--- START ---
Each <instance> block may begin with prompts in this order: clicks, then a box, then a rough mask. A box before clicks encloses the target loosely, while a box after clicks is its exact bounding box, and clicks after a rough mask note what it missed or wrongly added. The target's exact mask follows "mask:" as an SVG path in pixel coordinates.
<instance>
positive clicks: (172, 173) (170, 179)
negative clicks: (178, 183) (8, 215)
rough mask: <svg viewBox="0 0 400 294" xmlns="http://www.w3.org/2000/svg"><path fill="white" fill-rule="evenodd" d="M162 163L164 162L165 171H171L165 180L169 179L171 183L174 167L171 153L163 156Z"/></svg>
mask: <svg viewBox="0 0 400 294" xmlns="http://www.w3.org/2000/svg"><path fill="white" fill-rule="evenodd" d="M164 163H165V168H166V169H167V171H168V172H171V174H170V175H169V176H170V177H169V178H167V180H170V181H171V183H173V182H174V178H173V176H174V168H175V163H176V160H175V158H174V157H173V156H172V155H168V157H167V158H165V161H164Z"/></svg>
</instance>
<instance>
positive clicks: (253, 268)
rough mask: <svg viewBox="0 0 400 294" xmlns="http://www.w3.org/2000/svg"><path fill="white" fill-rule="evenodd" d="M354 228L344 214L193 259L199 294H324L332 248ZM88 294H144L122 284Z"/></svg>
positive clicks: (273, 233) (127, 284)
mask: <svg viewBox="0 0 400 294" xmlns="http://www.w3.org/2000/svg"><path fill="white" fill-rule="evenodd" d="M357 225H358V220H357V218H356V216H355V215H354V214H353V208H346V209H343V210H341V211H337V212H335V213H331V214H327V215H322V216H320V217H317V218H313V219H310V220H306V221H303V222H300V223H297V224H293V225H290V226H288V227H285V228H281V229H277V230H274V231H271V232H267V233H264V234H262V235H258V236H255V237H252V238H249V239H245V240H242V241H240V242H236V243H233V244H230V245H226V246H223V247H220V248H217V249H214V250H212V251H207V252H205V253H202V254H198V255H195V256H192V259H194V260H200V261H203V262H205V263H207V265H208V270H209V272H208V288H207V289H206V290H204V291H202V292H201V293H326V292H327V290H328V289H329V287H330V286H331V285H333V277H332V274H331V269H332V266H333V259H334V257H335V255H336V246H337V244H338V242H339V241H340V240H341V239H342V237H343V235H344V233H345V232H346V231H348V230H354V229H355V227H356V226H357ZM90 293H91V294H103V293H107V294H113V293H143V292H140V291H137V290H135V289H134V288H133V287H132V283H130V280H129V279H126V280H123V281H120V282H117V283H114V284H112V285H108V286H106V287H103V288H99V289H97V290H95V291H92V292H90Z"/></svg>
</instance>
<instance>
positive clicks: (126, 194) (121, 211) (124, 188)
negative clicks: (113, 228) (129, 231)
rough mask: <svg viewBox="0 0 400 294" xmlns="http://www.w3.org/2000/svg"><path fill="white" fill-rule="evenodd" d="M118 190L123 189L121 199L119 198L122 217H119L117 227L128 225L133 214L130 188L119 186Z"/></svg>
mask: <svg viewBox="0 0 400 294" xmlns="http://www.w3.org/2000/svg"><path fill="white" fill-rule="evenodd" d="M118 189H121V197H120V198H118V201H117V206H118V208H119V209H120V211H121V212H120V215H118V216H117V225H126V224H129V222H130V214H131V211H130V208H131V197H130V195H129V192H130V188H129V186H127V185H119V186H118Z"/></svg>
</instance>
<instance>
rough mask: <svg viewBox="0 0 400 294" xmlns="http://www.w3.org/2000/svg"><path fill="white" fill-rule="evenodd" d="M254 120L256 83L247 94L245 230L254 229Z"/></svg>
--- END ---
WORK ORDER: Reproduce the records above exactly, starting from their first line and ending with the line that contains "negative clicks: (178, 183) (8, 215)".

PROBLEM SOLUTION:
Each <instance> block may begin with prompts in this order: clicks, then a box, then a rough mask. A box before clicks encloses the target loosely, while a box after clicks is its exact bounding box, and clicks after a rough mask note what it missed or wrongly added. The target's exact mask follows "mask:" as an SVG path in pixel coordinates.
<instance>
positive clicks: (172, 173) (170, 179)
negative clicks: (178, 183) (8, 215)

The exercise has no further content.